● Brontekst:
══════════

Het hof overweegt aanvullend daarop als volgt.
Het hof heeft bij de bepaling van de strafmaat voorts gelet op een uittreksel justitiële documentatie van 8 februari 2022 waaruit blijkt dat verdachte niet eerder is veroordeeld voor strafbare feiten.
Voorts heeft het hof gelet op de overige persoonlijke omstandigheden van de verdachte, voor zover daarvan ter terechtzitting in hoger beroep is gebleken. Het hof heeft ook rekening gehouden met de omstandigheid dat het feit geruime tijd geleden heeft plaatsgevonden.
Bij de strafoplegging heeft het hof voorts rekening gehouden met de geconstateerde schending van de redelijke termijn als bedoeld in artikel 6, eerste lid, van het Europees Verdrag van de rechten van de mens (EVRM). Verdachte heeft op 10 september 2019 hoger beroep ingesteld tegen het vonnis van de rechtbank. De eerste inhoudelijke behandeling van de zaak in hoger beroep stond gepland op 27 oktober 2021, maar is toen op verzoek van verdachte niet ter zitting behandeld. Ook de op 15 april 2022 geplande inhoudelijke behandeling is op verzoek van verdachte niet ter zitting behandeld. De inhoudelijke behandeling die daarop volgde was pas op 10 februari 2023 en het hof doet uitspraak op 24 februari 2023. Daarmee is de redelijke termijn in de fase van hoger beroep overschreden. Er zijn geen omstandigheden die een dergelijke lange duur rechtvaardigen. Het hof is van oordeel dat gelet op dit tijdsverloop in hoger beroep sprake is van een schending van artikel 6 EVRM, welke bepaling ertoe strekt de berechting binnen een redelijke termijn te waarborgen. Het hof zal bij de strafoplegging met deze schending van genoemde verdragsbepaling als na te melden rekening houden.
Alles afwegende acht het hof, met de rechtbank en de advocaat-generaal, in beginsel oplegging van een onvoorwaardelijke gevangenisstraf voor de duur van een jaar passend en geboden. Gelet op de geconstateerde overschrijding van de redelijke termijn zal het hof echter deze gevangenisstraf matigen tot de duur van 340 dagen.
Tenuitvoerlegging van de op te leggen gevangenisstraf zal volledig plaatsvinden binnen de penitentiaire inrichting, tot het moment dat de verdachte in aanmerking komt voor deelname aan een penitentiair programma, als bedoeld in artikel 4 van de Penitentiaire beginselenwet, dan wel de regeling van voorwaardelijke invrijheidsstelling, als bedoeld in artikel 6:2:10 van het Wetboek van Strafvordering, aan de orde is.
Beslag
Het tenlastegelegde en bewezenverklaarde is voorbereid met behulp van het hierna te noemen inbeslaggenomen en nog niet teruggegeven voorwerp, zijnde een mobiele telefoon. Deze mobiele telefoon behoort de verdachte toe en zal daarom worden verbeurd verklaard. Het hof heeft hierbij rekening gehouden met de draagkracht van verdachte.

══════════

● Opdrachten:
(1) Tot welke duur matigt het hof volgens de uitspraak de gevangenisstraf vanwege de overschrijding van de redelijke termijn?
(2) Schrijf het deel van de uitspraak over dat begint met "Het hof heeft bij" en doorloopt tot en met "geleden heeft plaatsgevonden.".

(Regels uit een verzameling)
══════════

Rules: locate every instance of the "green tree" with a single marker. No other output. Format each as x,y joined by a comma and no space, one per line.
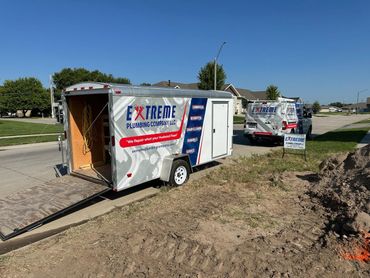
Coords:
316,107
145,84
24,94
67,77
206,77
272,92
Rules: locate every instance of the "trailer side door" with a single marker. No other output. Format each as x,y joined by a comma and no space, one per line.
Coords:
220,119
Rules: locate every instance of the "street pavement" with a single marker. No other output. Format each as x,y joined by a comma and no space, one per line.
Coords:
22,167
48,121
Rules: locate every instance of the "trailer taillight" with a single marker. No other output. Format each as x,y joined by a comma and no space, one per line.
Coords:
113,141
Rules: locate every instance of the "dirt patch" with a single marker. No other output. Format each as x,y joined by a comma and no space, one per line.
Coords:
275,226
344,189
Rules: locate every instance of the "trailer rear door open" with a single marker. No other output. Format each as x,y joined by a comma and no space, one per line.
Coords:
31,208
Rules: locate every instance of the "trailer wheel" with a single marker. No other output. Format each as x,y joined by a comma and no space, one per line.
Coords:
309,133
179,173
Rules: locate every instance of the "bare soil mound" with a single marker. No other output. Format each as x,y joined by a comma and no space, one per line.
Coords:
343,188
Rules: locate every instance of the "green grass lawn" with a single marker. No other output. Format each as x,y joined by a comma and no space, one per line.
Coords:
365,122
250,169
9,128
28,140
239,119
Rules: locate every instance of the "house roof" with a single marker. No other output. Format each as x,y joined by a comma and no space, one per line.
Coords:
170,84
260,94
238,92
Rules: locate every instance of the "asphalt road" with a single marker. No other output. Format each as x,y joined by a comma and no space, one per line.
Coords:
22,167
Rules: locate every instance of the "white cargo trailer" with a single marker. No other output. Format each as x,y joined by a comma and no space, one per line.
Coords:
119,136
128,135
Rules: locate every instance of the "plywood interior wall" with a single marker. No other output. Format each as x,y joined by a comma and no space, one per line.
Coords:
96,156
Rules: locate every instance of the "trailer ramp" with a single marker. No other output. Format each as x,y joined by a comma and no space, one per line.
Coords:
26,210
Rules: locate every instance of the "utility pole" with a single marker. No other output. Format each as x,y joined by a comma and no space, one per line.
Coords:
358,97
215,76
52,95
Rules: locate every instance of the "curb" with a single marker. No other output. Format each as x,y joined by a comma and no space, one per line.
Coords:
13,147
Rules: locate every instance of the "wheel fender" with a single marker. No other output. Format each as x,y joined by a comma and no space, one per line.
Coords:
167,165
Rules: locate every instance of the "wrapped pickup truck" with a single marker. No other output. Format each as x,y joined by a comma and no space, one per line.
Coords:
270,119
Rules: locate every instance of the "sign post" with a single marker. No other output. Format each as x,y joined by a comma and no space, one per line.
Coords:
295,142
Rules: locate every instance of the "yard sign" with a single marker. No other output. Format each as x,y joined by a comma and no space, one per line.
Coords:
295,142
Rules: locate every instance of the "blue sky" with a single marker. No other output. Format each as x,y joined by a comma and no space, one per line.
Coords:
316,49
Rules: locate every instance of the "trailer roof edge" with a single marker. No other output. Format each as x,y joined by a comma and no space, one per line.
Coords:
133,90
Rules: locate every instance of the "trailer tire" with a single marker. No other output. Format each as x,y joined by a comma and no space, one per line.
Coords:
180,172
309,133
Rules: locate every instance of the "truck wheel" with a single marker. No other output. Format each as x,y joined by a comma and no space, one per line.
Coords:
309,133
252,140
179,173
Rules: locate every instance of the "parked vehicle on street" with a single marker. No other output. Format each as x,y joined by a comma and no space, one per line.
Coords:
304,120
270,119
120,136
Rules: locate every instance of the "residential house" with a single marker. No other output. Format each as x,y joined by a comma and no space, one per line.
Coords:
241,96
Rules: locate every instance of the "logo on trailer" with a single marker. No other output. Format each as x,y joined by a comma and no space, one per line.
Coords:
139,116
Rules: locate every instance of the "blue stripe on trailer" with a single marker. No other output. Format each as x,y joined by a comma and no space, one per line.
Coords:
194,128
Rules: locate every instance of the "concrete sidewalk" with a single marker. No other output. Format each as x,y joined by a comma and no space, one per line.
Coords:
106,204
28,135
48,121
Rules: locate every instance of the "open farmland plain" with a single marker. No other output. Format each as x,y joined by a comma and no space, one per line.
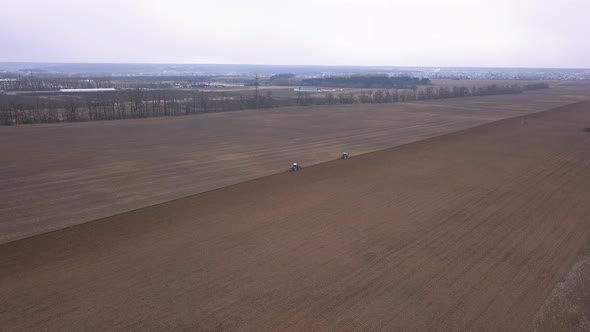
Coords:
54,176
470,230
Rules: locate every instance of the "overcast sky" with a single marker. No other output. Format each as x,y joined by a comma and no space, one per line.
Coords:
506,33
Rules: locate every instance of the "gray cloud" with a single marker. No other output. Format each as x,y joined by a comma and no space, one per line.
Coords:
519,33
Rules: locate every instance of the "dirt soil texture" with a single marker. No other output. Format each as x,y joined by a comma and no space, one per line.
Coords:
470,230
54,176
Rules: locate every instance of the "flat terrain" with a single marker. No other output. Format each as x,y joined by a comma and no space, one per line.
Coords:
470,230
53,176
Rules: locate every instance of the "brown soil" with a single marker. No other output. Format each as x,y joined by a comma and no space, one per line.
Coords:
54,176
470,230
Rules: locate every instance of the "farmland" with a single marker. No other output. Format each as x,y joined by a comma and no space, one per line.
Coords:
469,230
54,176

══════════

● Antwoorden per opdracht:
(1) Tot 340 dagen.

(2)
Het hof heeft bij de bepaling van de strafmaat voorts gelet op een uittreksel justitiële documentatie van 8 februari 2022 waaruit blijkt dat verdachte niet eerder is veroordeeld voor strafbare feiten.
Voorts heeft het hof gelet op de overige persoonlijke omstandigheden van de verdachte, voor zover daarvan ter terechtzitting in hoger beroep is gebleken. Het hof heeft ook rekening gehouden met de omstandigheid dat het feit geruime tijd geleden heeft plaatsgevonden.